Лобин, А. Бесова деревня Опочка

 

Алексей ЛОБИН, кандидат исторических наук

«БЕСОВА ДЕРЕВНЯ ОПОЧКА»

 

23 января 1517 года, в пятницу, после празднования дня св. Винсента, ливонский магистр Вальтер фон Плеттенберг закончил составление отчёта великому магистру Тевтонского ордена Девы Марии Альбрехту Бранденбургскому. В послании он изложил все сведения о положении на русско-литовском фронте, полученные бла­годаря созданной им сети информаторов. «Татары, — писал Плеттенберг, — как нам сообщают, нанесли русским значительный ущерб, в то же время между польским коро­лём и русскими не ведутся никакие [боевые] действия...»1 После таких масштабных со­бытий 1514 года, как взятие Смоленска Ва­силием III и поражение московских воевод под Оршей, от воюющих сторон нечего бы­ло ожидать каких-либо активных действий. Военная кампания 1515-1516 годов не принесла ни одному из противников сколь-нибудь большого успеха. Россия и Великое княжество Литовское обменивались колки­ми ударами, которые, однако, не могли ока­зать существенного влияния на изменение оперативной обстановки на фронте. Однако информаторы крестоносцев ошибались...

§ ЗАДАНИЯ
A) Кому, согласно статье об Опочке, Вальтер фон Плеттенберг адресовал свой отчёт?
B) Продолжите статью об Опочке, начиная сразу после её последнего предложения.

§ ИСХОДНЫЙ МАТЕРИАЛ
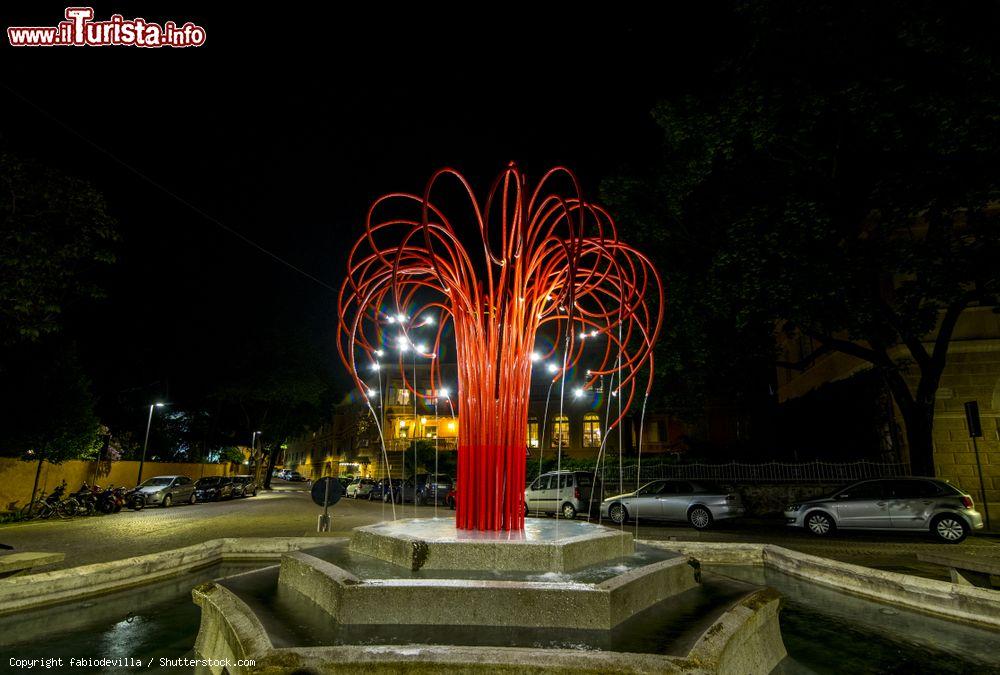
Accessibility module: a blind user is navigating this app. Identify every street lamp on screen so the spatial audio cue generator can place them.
[135,402,166,485]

§ ОТВЕТЫ К ЗАДАНИЯМ
A) Великому магистру Тевтонского ордена Девы Марии Альбрехту Бранденбургскому.

B)
Практически в то же время, как отмечено в бумагах сенатора Марино Сануто-Младшего, в Венецию прибыл польский посол, «который представился нашей Синьории, говоря, что его король готовил большое войско против московитов и даже в соглашении с татара­ми»2. К 1517 году ВКЛ планировало начать наступательные операции на северо-западные земли Псковщины.

Согласно данным Литовской Метрики, действительно, с крымским ханом были до­стигнуты договорённости относительно совместных военных действий против «ве­ликого князя Московского»: ВКЛ должно было ежегодно выплачивать сумму в 15 ООО золотых, а хан обязывался не разорять юж­ные окраины и, в свою очередь, вести войну с Василием III. Как писал сам польский ко-( роль и великий князь литовский Сигизмунд I Старый, «до начала лета мы отправили с казной в Крым господина Гаштольда воеводу полоцкого, и хан обещал быть с нами в на­дёжном союзе против нашего врага»3.

Уже 10 февраля 1517 года на Петроковском сейме были обговорены решения о продолжении боевых действий. Кампания 1516-го показала, что с собственными силами рассчитывать на какой бы то ни было серьёз­ный успех не стоит. Чтобы сэкономить сред­ства, в Польшу была отправлена делегация с просьбой взять на себя половину расходов на крымских татар. Послам ответили категорич­но: поминки татарам платит также и Корона, поэтому поляки не обязаны брать на себя тра­ты на подкупы крымчаков4.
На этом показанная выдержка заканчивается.